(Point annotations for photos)
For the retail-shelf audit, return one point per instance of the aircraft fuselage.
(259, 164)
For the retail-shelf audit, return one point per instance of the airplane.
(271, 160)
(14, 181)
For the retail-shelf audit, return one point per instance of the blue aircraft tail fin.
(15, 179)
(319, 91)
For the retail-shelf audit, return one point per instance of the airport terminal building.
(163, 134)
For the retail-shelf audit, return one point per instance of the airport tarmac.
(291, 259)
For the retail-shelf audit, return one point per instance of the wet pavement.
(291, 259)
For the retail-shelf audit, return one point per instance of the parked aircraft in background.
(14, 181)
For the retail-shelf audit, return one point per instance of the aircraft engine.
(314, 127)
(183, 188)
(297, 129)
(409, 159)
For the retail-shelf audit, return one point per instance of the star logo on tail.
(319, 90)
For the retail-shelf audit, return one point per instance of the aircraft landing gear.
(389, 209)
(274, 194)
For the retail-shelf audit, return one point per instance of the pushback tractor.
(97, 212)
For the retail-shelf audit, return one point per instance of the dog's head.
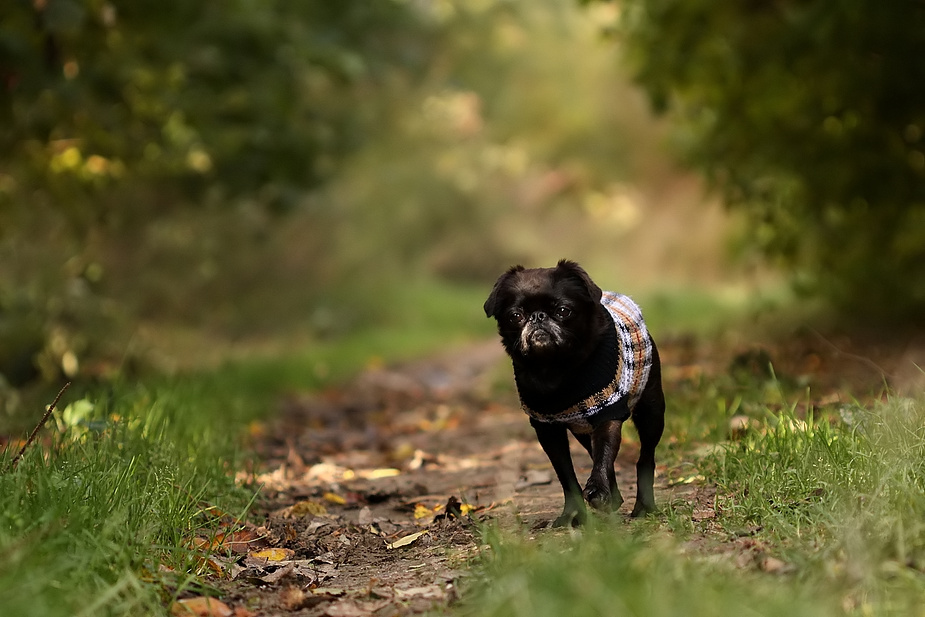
(546, 315)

Prompt: Can you rewrite all of the records with "retail-shelf audit" renamed to "ramp inspection" and nothing else changed, leaving the picture out of your answer?

Response below:
For the ramp inspection, return one point per instance of the aircraft fuselage.
(259, 164)
For the ramp inspection, return one point per instance of the airplane.
(271, 160)
(14, 181)
For the ramp inspection, return one point per instance of the blue aircraft tail fin.
(15, 179)
(319, 91)
For the ramp inspection, return one point per instance of the airport terminal building.
(163, 134)
For the ramp inspection, return one point per instance of the airport tarmac.
(291, 259)
For the ramp inspection, return one point per instance of the wet pavement.
(291, 259)
For the ramp inspection, return one point per instance of the parked aircraft in background.
(14, 181)
For the ramp inspection, return one point per instance of the aircraft engine.
(314, 127)
(183, 188)
(297, 129)
(409, 159)
For the ramp inspection, return one point per instance of the star logo on tail.
(319, 90)
For the ramp inspection, return one point per instance of the aircraft landing gear.
(389, 209)
(274, 194)
For the ramp inspection, return one point per instance of the pushback tractor.
(97, 212)
For the ramp inspection, return one point per instance of the dog's head.
(546, 315)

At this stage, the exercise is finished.